What is required. Pick out every line of the material that contains the string "water" and copy each of those lines. Case counts.

Pointing records:
<<<<

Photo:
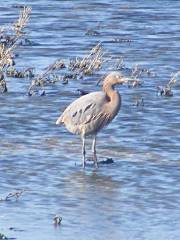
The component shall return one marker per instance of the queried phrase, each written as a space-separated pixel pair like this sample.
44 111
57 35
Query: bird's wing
85 108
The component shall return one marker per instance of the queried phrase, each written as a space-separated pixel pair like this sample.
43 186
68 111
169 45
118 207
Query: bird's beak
124 80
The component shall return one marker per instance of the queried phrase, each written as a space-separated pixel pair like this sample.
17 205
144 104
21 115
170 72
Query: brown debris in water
13 195
9 38
167 89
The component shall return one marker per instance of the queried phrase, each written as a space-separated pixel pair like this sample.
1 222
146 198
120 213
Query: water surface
136 197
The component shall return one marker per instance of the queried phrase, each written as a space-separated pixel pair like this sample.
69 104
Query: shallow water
136 197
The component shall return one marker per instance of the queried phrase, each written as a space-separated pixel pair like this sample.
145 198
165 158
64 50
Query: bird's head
115 77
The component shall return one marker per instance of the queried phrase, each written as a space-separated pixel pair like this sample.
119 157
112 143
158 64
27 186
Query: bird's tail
59 120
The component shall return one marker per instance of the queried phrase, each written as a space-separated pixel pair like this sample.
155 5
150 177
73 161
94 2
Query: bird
88 114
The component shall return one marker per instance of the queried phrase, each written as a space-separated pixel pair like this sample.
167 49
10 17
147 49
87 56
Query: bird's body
88 114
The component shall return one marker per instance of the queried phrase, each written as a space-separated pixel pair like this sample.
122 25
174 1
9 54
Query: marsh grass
9 38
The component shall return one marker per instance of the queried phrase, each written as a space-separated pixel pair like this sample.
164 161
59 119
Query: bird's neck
113 99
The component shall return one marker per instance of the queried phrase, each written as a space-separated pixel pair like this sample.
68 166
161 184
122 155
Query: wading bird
88 114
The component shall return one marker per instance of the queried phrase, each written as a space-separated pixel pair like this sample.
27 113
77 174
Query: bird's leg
94 151
83 151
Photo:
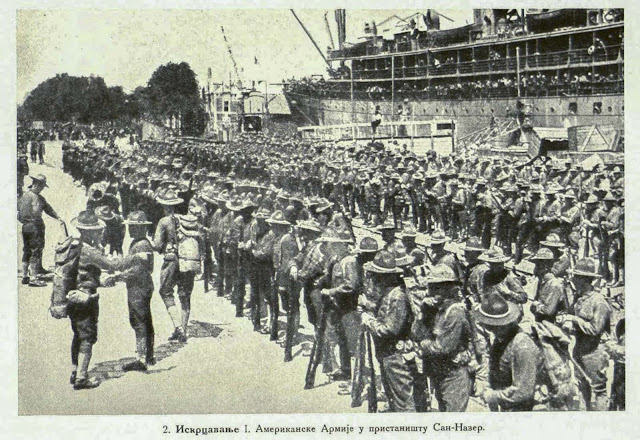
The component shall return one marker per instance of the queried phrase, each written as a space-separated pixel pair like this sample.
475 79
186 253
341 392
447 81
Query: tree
173 91
66 98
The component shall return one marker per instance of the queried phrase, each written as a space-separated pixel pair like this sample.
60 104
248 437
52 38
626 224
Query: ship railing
562 59
386 130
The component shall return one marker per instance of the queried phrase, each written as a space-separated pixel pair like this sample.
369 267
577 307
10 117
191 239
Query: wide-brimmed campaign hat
105 213
40 178
441 273
409 231
384 263
543 254
387 226
368 245
474 244
402 257
494 255
137 218
585 267
169 198
277 218
438 237
87 221
553 240
262 213
341 235
309 225
495 311
209 195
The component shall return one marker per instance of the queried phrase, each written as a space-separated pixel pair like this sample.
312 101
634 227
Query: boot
174 315
139 364
82 382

>>>>

Task answer.
Query: brown debris in water
Query: water surface
Query: shallow water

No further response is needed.